DATA PROVIDED:

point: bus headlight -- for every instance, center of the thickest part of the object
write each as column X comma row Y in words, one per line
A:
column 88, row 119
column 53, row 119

GOAL OF THE EXERCISE:
The records above must be restated. Preserve every word.

RESULT FOR THIS TASK:
point: bus headlight -- for every instance, center of the thickest part of the object
write each as column X comma row Y in words, one per line
A:
column 88, row 119
column 53, row 119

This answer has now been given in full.